### SOURCE DOCUMENT:
━━━
When Colorado and other states began legalizing marijuana more than a decade ago, they faced a problem: how to guarantee a safe product, with little data about the long-term risks of pesticides and other contaminants.
“‘Safe’ is a funny word,” both because what is harmful to one person may not be for another, and because people vary in their risk tolerance, said Jeff Raber, CEO of marijuana consulting company The Werc Shop and an instructor in the University of Denver’s cannabis program.
The same amount of a chemical in a batch of cannabis could be benign or harmful, depending on the size of the person using it, how often they smoke and how much they take at one time, among other factors, he said.
Colorado requires growers to test their harvest for yeast, mold, aspergillus (a type of fungus), E. coli and some other bacteria, pesticides and heavy metals, such as lead. Manufacturers also have to test for residual solvents and chemicals used to create their products.
Regulators had to work with limited existing information on the possible risks of pesticides and contaminants in marijuana, because few, if any, studies have examined what levels might be safe in a smokeable or vapeable product, Raber said.
“With edibles, we at least can fall back on food safety standards,” he said.
A 2013 study that Raber co-authored found that significant amounts of pesticides could pass through water pipes or glass pipes to the user. Filtration reduced the amount the user could have inhaled, though some residues still made it through. The study predates states’ current pesticide limits, though, so the risk to people using regulated cannabis now could be lower, Raber said.
Colorado based its updated 2023 pesticide regulations on rules in place in Canada, after a group of researchers and stakeholders considered various sets of standards used in other places with legal marijuana.
━━━
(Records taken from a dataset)
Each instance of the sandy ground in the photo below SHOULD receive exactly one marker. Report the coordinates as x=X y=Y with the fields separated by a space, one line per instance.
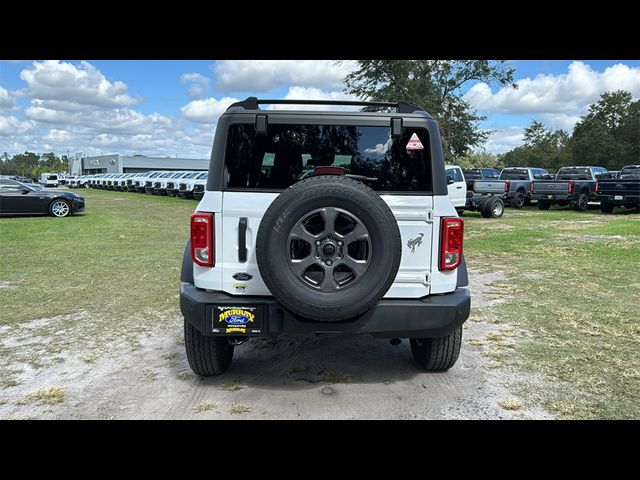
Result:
x=333 y=378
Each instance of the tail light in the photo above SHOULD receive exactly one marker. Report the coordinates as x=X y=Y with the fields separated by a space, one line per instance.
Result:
x=202 y=246
x=451 y=243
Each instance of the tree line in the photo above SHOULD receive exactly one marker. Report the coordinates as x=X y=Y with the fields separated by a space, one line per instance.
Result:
x=31 y=165
x=608 y=135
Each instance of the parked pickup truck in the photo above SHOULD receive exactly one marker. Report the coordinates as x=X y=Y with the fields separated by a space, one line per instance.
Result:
x=575 y=186
x=513 y=185
x=624 y=190
x=473 y=174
━━━
### DIRECTIONS FOR THIS TASK:
Answer these questions using the article on cannabis contaminant testing in Colorado:
(a) Which marijuana consulting company does Jeff Raber lead as CEO?
(b) In what year was the study co-authored by Raber on pesticides passing through pipes published?
(c) The rules of which country served as the basis for Colorado's updated 2023 pesticide regulations?
The records have no connection to the article.

### RESPONSE FOR THIS EXERCISE:
(a) The Werc Shop
(b) 2013
(c) Canada